TEXTE SOURCE:
★ ★ ★ ★

Dans les années 70, Gerry Conway, alors seulement âgé de 18 ans, prend la relève et transforme le comics pour lui donner une dimension de pulp. Il fait déménager Daredevil à San Francisco et lui donne Black Widow en coéquipière. Les changements ne s’arrêtent pas là puisque quelques années après, Colan part de la série et Tony Isabella fait revenir Daredevil à Hell’s Kitchen. L’apparition de Roger McKenzie à l’écriture donne un twist de thriller au comics et alors que les ventes commencent à chuter, Frank Miller rejoint l’équipe. S’ensuit une grande réécriture de l’histoire et des origines du personnage principal. Miller s’en va du projet puis revient dans les années 90 accompagné de John Romita, Jr. Plusieurs écrivains et coloristes se succèdent jusqu’aux dernières années où Marvel tente de réinventer le personnage et raviver l’intérêt du public.
Les personnages
Après tous ces changements et ces réécritures, vous vous doutez bien que Daredevil, comme la grande majorité des personnages de comics, possède plusieurs histoires suivant l’époque à laquelle on pense. Celle qui est le plus retenue et qui est développée dans les films et la série est généralement commencée dès l’enfance de Daredevil, ou plutôt de Matt Murdock. Élevé par son père, sa vie change brutalement dans son enfance lorsqu’il devient aveugle en sauvant la vie d’un piéton dans les rues de New York. Matt est en effet aveuglé par une substance radioactive qui tombe du véhicule. Il perd la vue alors que tous ses autres sens se développent mystérieusement.
Son père Jack Murdock est un boxeur qui tente de rapporter assez d’argent pour faire vivre son fils convenablement. Il prend la mauvaise décision de se rapprocher d’un criminel qui truque les matchs et donne son accord pour perdre lors de la prochaine rencontre. Mais lorsqu’il réalise que son fils le regarde, il ne peut s’y résoudre et gagne le combat. Menacé, il s’enfuit rapidement de l’arène. Cela ne suffit malheureusement pas et Jack se fait assassiner par le criminel. Très conflictuel, Jack essaye de faire comprendre à son fils l’importance de l’éducation et de la sagesse. Il souhaite un avenir meilleur pour Matt et ne veut pas le voir finir comme lui. Malgré ses défauts, Matt a un amour profond pour son père et sa mort lui donne de nouvelles convictions.

★ ★ ★ ★

À FAIRE:
[1] Répondez aux questions suivantes sur le texte consacré à Daredevil :
(a) Quel âge avait Gerry Conway lorsqu'il a pris la relève dans les années 70 ?
(b) Qu'est-ce qui rend Matt Murdock aveugle ?
(c) Quel est le métier de Jack Murdock ?
[2] Présentez sous forme de tableau Markdown les lignes du listing, en commençant à sa première ligne et en terminant à la ligne qui contient "[229,210,252,246]", incluse. Utilisez deux colonnes, « Numéro » pour le rang de la ligne et « Contenu » pour la ligne elle-même, et omettez les lignes vides.
Le texte et le listing sont deux documents indépendants l'un de l'autre.

DONNÉES FOURNIES:

★ ★ ★ ★

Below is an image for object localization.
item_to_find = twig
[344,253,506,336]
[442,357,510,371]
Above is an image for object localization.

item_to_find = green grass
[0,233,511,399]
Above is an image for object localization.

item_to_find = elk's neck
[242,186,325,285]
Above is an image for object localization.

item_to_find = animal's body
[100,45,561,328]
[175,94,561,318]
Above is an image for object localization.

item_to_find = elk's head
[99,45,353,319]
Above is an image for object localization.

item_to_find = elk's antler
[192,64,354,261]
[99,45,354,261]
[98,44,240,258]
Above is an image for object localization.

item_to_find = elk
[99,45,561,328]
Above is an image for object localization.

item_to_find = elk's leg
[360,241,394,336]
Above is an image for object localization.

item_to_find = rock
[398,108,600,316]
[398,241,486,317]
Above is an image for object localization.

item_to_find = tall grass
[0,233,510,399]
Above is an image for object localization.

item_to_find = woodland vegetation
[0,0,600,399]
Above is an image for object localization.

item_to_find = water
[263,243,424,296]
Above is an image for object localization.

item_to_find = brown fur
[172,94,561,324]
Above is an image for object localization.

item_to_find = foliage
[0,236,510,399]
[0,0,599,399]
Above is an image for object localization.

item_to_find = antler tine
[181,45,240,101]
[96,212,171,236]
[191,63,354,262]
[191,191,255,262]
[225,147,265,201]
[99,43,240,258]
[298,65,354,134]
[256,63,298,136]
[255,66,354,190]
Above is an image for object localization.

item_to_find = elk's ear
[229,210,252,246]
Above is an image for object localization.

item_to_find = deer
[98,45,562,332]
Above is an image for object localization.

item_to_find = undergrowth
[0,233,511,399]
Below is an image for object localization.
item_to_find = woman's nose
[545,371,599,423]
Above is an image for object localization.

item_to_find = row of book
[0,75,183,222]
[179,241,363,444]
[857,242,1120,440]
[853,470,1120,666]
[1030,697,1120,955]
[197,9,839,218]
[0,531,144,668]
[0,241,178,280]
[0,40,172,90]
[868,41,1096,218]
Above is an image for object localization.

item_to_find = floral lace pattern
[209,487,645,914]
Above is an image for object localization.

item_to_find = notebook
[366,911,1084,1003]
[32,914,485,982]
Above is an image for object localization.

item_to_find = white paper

★ ★ ★ ★

RÉPONSES:
[1]
(a) Il avait seulement 18 ans.
(b) Une substance radioactive tombée d'un véhicule, alors qu'il sauvait la vie d'un piéton dans les rues de New York.
(c) Il est boxeur.

[2]
| Numéro | Contenu |
|---|---|
| 1 | Below is an image for object localization. |
| 2 | item_to_find = twig |
| 3 | [344,253,506,336] |
| 4 | [442,357,510,371] |
| 5 | Above is an image for object localization. |
| 6 | item_to_find = green grass |
| 7 | [0,233,511,399] |
| 8 | Above is an image for object localization. |
| 9 | item_to_find = elk's neck |
| 10 | [242,186,325,285] |
| 11 | Above is an image for object localization. |
| 12 | item_to_find = animal's body |
| 13 | [100,45,561,328] |
| 14 | [175,94,561,318] |
| 15 | Above is an image for object localization. |
| 16 | item_to_find = elk's head |
| 17 | [99,45,353,319] |
| 18 | Above is an image for object localization. |
| 19 | item_to_find = elk's antler |
| 20 | [192,64,354,261] |
| 21 | [99,45,354,261] |
| 22 | [98,44,240,258] |
| 23 | Above is an image for object localization. |
| 24 | item_to_find = elk |
| 25 | [99,45,561,328] |
| 26 | Above is an image for object localization. |
| 27 | item_to_find = elk's leg |
| 28 | [360,241,394,336] |
| 29 | Above is an image for object localization. |
| 30 | item_to_find = rock |
| 31 | [398,108,600,316] |
| 32 | [398,241,486,317] |
| 33 | Above is an image for object localization. |
| 34 | item_to_find = tall grass |
| 35 | [0,233,510,399] |
| 36 | Above is an image for object localization. |
| 37 | item_to_find = woodland vegetation |
| 38 | [0,0,600,399] |
| 39 | Above is an image for object localization. |
| 40 | item_to_find = water |
| 41 | [263,243,424,296] |
| 42 | Above is an image for object localization. |
| 43 | item_to_find = brown fur |
| 44 | [172,94,561,324] |
| 45 | Above is an image for object localization. |
| 46 | item_to_find = foliage |
| 47 | [0,236,510,399] |
| 48 | [0,0,599,399] |
| 49 | Above is an image for object localization. |
| 50 | item_to_find = antler tine |
| 51 | [181,45,240,101] |
| 52 | [96,212,171,236] |
| 53 | [191,63,354,262] |
| 54 | [191,191,255,262] |
| 55 | [225,147,265,201] |
| 56 | [99,43,240,258] |
| 57 | [298,65,354,134] |
| 58 | [256,63,298,136] |
| 59 | [255,66,354,190] |
| 60 | Above is an image for object localization. |
| 61 | item_to_find = elk's ear |
| 62 | [229,210,252,246] |